_Supplied material_.
[Start of Attachment]

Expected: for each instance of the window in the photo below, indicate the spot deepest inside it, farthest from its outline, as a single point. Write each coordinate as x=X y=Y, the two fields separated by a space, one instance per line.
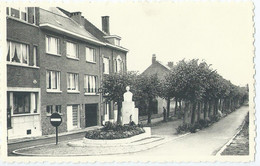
x=17 y=53
x=53 y=80
x=34 y=56
x=72 y=50
x=21 y=102
x=117 y=42
x=58 y=109
x=51 y=108
x=106 y=65
x=119 y=64
x=52 y=45
x=72 y=82
x=90 y=84
x=90 y=55
x=20 y=13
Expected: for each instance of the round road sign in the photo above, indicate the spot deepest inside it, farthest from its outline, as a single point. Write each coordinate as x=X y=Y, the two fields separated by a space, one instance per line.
x=55 y=119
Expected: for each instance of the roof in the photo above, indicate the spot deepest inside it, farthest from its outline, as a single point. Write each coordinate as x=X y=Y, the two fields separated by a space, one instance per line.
x=167 y=67
x=91 y=28
x=54 y=20
x=157 y=68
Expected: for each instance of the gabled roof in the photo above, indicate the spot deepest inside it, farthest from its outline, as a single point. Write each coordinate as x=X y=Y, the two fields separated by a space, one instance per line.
x=55 y=21
x=91 y=28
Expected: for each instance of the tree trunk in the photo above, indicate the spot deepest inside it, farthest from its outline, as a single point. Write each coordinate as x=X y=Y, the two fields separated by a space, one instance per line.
x=186 y=106
x=199 y=108
x=149 y=115
x=119 y=112
x=210 y=107
x=193 y=112
x=205 y=109
x=168 y=107
x=176 y=107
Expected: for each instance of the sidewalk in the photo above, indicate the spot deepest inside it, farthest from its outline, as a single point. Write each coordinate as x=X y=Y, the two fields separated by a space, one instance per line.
x=27 y=139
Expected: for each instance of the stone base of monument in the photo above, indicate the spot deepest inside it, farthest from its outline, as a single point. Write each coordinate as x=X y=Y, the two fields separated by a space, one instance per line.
x=136 y=143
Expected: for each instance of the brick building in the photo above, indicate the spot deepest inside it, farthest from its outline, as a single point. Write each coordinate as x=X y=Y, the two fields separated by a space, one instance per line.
x=58 y=67
x=161 y=70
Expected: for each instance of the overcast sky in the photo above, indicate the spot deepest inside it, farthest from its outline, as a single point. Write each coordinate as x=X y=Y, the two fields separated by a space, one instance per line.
x=219 y=33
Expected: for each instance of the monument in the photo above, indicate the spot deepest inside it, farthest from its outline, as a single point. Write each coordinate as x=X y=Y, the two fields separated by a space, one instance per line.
x=129 y=112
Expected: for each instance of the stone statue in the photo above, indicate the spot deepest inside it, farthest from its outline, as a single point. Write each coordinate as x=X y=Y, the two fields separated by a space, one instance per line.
x=129 y=112
x=128 y=95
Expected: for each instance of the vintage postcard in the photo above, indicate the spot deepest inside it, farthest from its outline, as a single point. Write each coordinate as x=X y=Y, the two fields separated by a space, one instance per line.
x=167 y=81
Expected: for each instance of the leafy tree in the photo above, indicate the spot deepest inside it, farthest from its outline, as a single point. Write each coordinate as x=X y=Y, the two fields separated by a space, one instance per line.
x=146 y=89
x=114 y=87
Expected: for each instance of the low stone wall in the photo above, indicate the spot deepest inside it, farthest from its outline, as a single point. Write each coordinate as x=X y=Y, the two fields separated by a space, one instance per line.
x=99 y=142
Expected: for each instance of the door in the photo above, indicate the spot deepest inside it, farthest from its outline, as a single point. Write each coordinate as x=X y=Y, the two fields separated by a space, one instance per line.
x=91 y=114
x=72 y=117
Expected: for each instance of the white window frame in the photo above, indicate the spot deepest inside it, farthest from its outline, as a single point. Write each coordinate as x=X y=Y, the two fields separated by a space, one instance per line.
x=54 y=77
x=33 y=102
x=90 y=82
x=69 y=50
x=73 y=82
x=35 y=51
x=90 y=54
x=119 y=64
x=53 y=50
x=20 y=50
x=21 y=10
x=106 y=65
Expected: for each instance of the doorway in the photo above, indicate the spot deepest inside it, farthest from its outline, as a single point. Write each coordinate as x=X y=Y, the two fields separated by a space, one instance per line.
x=91 y=114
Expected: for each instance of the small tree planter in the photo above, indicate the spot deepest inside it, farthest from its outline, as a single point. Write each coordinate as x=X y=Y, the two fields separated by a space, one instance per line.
x=113 y=142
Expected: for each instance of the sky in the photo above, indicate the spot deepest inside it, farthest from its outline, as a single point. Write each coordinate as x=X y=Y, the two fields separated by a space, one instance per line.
x=220 y=33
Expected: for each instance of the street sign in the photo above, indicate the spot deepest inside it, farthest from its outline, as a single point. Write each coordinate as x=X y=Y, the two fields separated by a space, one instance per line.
x=56 y=121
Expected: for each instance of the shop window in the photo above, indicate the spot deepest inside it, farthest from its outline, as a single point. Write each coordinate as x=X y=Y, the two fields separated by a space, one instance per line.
x=90 y=84
x=21 y=102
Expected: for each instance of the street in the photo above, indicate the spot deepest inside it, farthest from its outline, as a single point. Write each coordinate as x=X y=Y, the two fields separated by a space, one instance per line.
x=205 y=142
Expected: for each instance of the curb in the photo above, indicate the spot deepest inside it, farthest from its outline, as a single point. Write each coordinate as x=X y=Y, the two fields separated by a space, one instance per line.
x=231 y=140
x=141 y=147
x=51 y=136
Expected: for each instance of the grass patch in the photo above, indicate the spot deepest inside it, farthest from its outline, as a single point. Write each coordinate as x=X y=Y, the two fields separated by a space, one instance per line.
x=115 y=131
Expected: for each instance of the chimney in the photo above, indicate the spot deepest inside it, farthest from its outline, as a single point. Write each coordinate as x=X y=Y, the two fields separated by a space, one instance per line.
x=170 y=64
x=105 y=24
x=76 y=16
x=153 y=59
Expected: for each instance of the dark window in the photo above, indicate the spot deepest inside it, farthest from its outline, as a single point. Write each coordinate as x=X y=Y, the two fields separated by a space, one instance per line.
x=58 y=108
x=49 y=109
x=21 y=102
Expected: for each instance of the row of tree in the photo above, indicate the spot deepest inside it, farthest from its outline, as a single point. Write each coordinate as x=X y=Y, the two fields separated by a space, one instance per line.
x=191 y=83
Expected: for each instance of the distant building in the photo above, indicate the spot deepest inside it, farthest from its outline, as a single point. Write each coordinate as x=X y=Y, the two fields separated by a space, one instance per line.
x=161 y=70
x=55 y=63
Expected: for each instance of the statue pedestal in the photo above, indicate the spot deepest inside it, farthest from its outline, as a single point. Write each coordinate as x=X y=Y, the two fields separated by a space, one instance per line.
x=127 y=111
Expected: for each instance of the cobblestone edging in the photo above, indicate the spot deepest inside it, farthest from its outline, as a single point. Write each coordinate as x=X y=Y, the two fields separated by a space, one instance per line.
x=219 y=153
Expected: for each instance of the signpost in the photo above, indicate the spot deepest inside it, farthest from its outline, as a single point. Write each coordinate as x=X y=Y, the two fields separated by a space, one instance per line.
x=56 y=121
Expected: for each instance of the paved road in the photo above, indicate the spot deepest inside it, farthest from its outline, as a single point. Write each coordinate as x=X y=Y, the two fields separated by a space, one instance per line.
x=205 y=142
x=14 y=146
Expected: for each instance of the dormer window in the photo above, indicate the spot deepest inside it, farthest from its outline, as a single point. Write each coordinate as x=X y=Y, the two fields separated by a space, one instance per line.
x=20 y=13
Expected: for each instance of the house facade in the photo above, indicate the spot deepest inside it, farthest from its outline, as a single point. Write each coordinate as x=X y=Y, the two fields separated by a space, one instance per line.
x=161 y=71
x=61 y=70
x=23 y=73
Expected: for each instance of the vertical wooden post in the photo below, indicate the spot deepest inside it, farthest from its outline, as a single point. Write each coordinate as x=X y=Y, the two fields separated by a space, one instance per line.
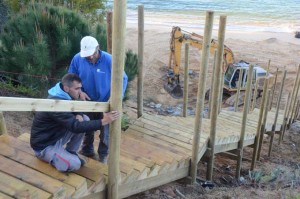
x=284 y=118
x=201 y=93
x=140 y=87
x=221 y=90
x=273 y=89
x=108 y=30
x=277 y=112
x=244 y=122
x=255 y=94
x=118 y=59
x=258 y=129
x=3 y=129
x=212 y=84
x=294 y=96
x=264 y=121
x=240 y=83
x=186 y=80
x=296 y=110
x=215 y=97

[End of Attachment]

Pictures are to be omitted. Print exactly the lines from the line containing "Expected: for each instance of the statue" through the final line of the material above, both included.

_Solution for this exercise_.
Expected: for each instance of the statue pedestal in the photo above, indicate the spot deepest inside it, farthest from its outline, as a single point. Write each coordinate as x=X y=Y, the two fields separated by a space, one instance per line.
x=127 y=111
Expected: for each instance of the cobblestone edging in the photo above, indicate the spot deepest inside it, farthest from its outline, as a single point. Write each coordinate as x=X y=Y, the two fields separated by a space, one instance per line.
x=219 y=153
Expected: for each instance of the signpost in the photo above, indicate the spot deepest inside it, farthest from its outline, as a single point. Write each coordinate as x=X y=Y, the two fields separated by a space, one instance per line.
x=56 y=121
Expected: for each instance of the paved road in the photo above, indicate the spot deepest inside it, farthest from its outline, as a single point. Write each coordinate as x=X y=Y, the two fields separated by a space, one instance per line.
x=205 y=142
x=14 y=146
Expected: for each instance of the dormer window in the photo above, indicate the spot deepest inside it, farthest from its outline, as a single point. Write each coordinate as x=X y=Y, the two fields separated by a space, one instance per line.
x=20 y=13
Expected: for each instance of the house facade in the photo above, indicate the spot deepest inside it, farthest from its outline, as a single point. Write each coordinate as x=X y=Y, the two fields separated by a space, one instance per line.
x=161 y=71
x=61 y=70
x=23 y=73
Expected: for each instance of the vertical wooden post in the photo below, indicate the spot deepest inside it, farthest from its outline, as a single point. Write each coordinate as x=X y=Y, the two fields separated by a space, one instance per line.
x=284 y=118
x=201 y=93
x=140 y=87
x=221 y=90
x=273 y=89
x=108 y=30
x=277 y=112
x=244 y=122
x=255 y=94
x=118 y=59
x=258 y=129
x=3 y=129
x=212 y=84
x=294 y=96
x=264 y=121
x=240 y=83
x=186 y=80
x=296 y=110
x=215 y=97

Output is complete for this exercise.